Ascensões aerostáticas
No tempo em que o aeronauta Alberto Santos Dumont assombrava toda Paris com as suas maravilhosas proezas
aéreas, dando inclusive dirigibilidade aos aeróstatos - enquanto se preparava para levantar vôo com o mais pesado do que o ar -, o primitivo balão
esférico, que tinha por guia e força motriz apenas o vento, ainda era utilizado em várias partes do mundo.
Assim é que, no raiar do século XX - ainda na "época heróica da aviação" -, os aeronautas
cruzavam constantemente os céus, navegando pelos ares a bordo de balões, chamando a atenção do público por onde passavam, que aplaudia e estimulava
aquelas arrojadas façanhas aéreas.
E no Brasil, a exemplo de outros países, a aerostação também ganhava fervorosos adeptos, que
realizavam ascensões com balões esféricos pelas cidades, inclusive em Santos, onde houve até desafios aeronáuticos, que ganharam os cabeçalhos dos
jornais da época, sempre despertando a curiosidade popular.
Foi em janeiro de 1906 que o aeronauta Alaor Pereira de Queirós levou a cabo uma proeza
jamais vista em São Paulo. O fato aconteceu no dia 25, quando o destemido aeronauta, que vinha do Rio de Janeiro, subiu aos céus num aeróstato a gás
(N.A.: vide Cirandinha do IV Século, de Guilherme de Almeida).
Mas, não foi só na capital paulista que tais proezas foram realizadas; também em Santos,
naquele mesmo ano, o povo passou a vibrar com assombrosas demonstrações aéreas.

INSTRUÇÕES DE TRABALHO>
a) Responda, por favor, a estas perguntas sobre o texto das ascensões aerostáticas:
(i) O que servia de guia e força motriz ao primitivo balão esférico?
(ii) Em que dia, mês e ano Alaor Pereira de Queirós subiu aos céus em São Paulo?
(iii) De que cidade vinha esse aeronauta?
b) Dê seguimento ao texto sobre as ascensões aerostáticas a partir da última frase.

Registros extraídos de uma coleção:

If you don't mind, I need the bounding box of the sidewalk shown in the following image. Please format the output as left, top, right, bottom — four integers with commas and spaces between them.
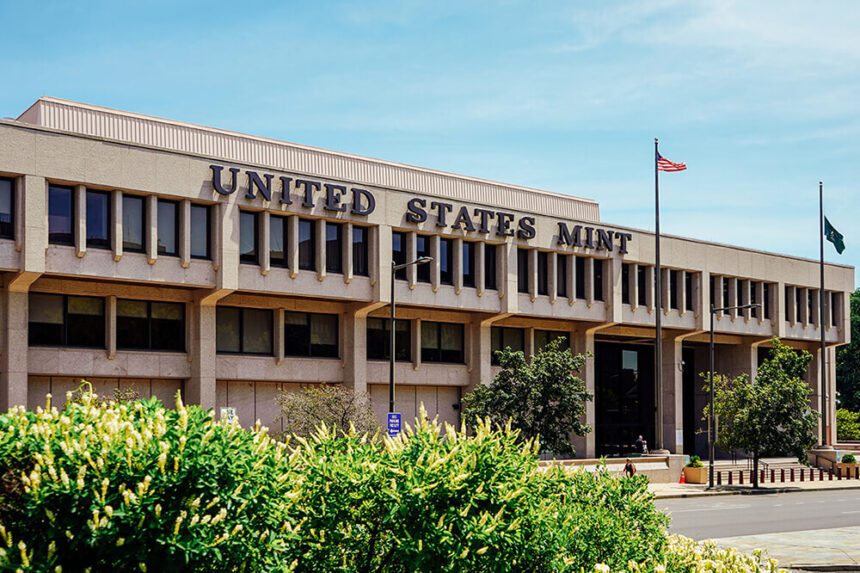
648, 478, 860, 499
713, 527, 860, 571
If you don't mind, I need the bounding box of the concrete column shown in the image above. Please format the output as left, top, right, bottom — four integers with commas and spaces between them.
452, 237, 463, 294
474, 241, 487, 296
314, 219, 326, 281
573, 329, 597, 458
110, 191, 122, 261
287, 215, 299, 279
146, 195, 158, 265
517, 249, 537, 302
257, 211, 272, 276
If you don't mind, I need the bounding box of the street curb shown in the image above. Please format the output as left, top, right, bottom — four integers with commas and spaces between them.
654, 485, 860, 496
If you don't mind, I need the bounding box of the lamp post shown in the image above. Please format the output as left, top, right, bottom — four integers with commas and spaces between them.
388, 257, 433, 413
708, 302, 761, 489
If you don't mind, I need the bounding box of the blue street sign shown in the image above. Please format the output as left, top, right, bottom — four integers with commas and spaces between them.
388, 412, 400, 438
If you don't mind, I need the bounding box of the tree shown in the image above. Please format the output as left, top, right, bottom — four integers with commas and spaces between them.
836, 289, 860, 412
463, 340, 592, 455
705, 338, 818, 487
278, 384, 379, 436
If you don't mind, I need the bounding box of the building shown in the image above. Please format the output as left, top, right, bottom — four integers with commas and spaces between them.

RESPOSTAS FINAIS>
a)
(i) Apenas o vento.
(ii) Em 25 de janeiro de 1906.
(iii) Do Rio de Janeiro.

b)
A primeira ascensão que se teve notícia - embora haja controvérsia entre os cronistas -
ocorreu em princípios de 1906, a cargo de Alaor Pereira de Queirós, um denodado aeronauta que fazia exibições aerostáticas pelas cidades.
Apesar de haver confusão sobre a data certa do acontecimento, é sabido que o balão largou do
campo de futebol do Esporte Clube Internacional (já extinto), que ficava na Avenida Dona Ana Costa,
bem no local onde se encontra hoje a Igreja do Sagrado Coração de Maria, tendo se deslocado no espaço cerca de vinte
minutos.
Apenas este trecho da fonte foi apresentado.